►

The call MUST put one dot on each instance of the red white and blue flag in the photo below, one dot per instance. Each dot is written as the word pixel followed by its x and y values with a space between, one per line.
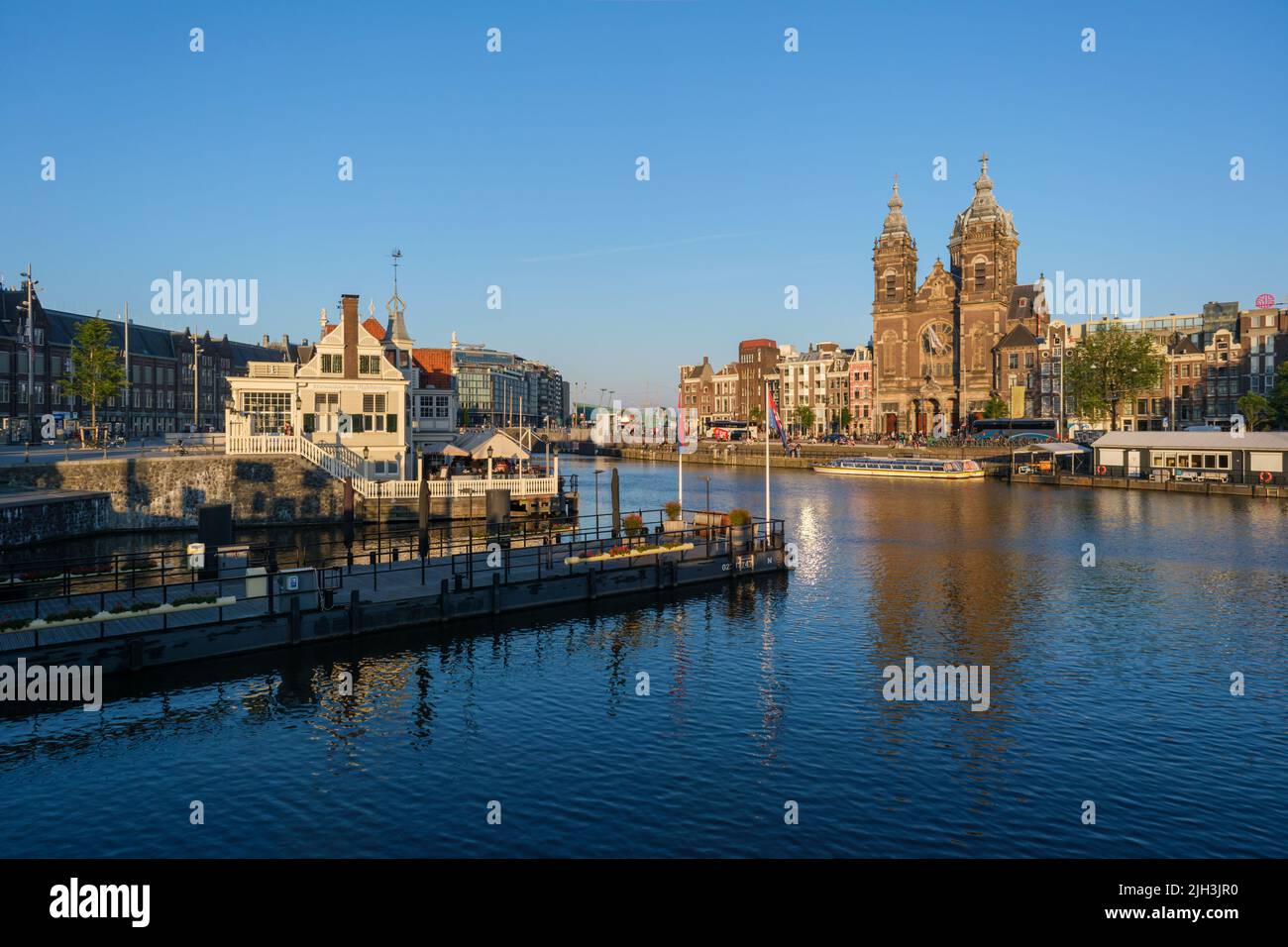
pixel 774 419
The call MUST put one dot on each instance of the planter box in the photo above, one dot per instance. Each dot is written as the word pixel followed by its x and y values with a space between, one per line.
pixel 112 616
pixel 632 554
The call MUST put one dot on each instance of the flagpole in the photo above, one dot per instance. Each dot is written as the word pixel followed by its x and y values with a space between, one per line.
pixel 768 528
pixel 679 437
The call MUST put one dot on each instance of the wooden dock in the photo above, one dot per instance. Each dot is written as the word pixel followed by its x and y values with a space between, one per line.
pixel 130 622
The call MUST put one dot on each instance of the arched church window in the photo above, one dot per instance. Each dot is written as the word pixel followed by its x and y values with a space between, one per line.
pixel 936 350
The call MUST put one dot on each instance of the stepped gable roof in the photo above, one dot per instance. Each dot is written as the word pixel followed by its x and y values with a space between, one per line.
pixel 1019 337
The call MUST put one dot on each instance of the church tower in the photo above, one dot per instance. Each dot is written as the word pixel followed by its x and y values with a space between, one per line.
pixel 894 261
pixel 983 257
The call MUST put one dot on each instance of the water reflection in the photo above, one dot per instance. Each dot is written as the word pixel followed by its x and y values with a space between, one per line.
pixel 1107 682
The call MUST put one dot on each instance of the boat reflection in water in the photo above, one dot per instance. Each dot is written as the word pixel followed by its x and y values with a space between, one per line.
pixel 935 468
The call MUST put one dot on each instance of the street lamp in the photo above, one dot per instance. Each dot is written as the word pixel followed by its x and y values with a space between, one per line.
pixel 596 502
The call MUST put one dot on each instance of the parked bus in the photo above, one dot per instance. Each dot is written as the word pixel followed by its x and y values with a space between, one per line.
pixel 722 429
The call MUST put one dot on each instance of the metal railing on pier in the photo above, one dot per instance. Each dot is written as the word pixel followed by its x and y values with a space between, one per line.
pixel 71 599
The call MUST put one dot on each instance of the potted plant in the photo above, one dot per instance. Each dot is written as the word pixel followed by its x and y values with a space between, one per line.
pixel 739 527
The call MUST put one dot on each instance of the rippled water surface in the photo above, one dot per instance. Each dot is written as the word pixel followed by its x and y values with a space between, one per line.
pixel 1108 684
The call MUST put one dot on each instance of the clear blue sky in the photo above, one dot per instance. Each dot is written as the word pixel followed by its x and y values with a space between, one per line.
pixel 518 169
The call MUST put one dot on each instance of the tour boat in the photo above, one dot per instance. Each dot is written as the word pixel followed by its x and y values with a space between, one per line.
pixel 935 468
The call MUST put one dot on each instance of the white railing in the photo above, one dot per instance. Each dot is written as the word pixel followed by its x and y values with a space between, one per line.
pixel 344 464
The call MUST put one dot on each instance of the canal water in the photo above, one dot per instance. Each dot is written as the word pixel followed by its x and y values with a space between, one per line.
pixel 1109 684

◄

Reproduce the stretch of lines from the one containing "of the boat" through the one containing "pixel 1108 684", substituting "lamppost" for "street lamp" and leaving everything else unchanged.

The call MUST put one dot on each instance of the boat reflection in water in the photo above, one dot per instance. Each dot is written as the word pixel followed by its x and y values with a space between, one per line.
pixel 935 468
The call MUST put one dot on each instance of the lamppost in the photo above, one dot per instance. Each dot is written as the word pixel followed by its x and y values with a space between, one per line.
pixel 596 502
The call MUST put one dot on each instance of the parked bus in the photo above, one dot per instance. Each dot is written as the word pixel followed by its x and y values with a space between, one per line.
pixel 722 429
The call MUST put one dot on each instance of the metal railing on pier in the photo above, one dot per instance. Each dot is written as the word pixel followed by its x and y values with a space between, one per line.
pixel 71 599
The call MUST put one dot on each instance of the potted plant in the photo above, one dot per instance. Each dot is written as the word pixel followed by its x and y values with a space between, one per line.
pixel 739 527
The call MUST put one dot on each instance of the rippled water surface in the photo above, one dot per instance. Each dot is written as the word pixel followed by its x and y values with a space between, one per line.
pixel 1108 684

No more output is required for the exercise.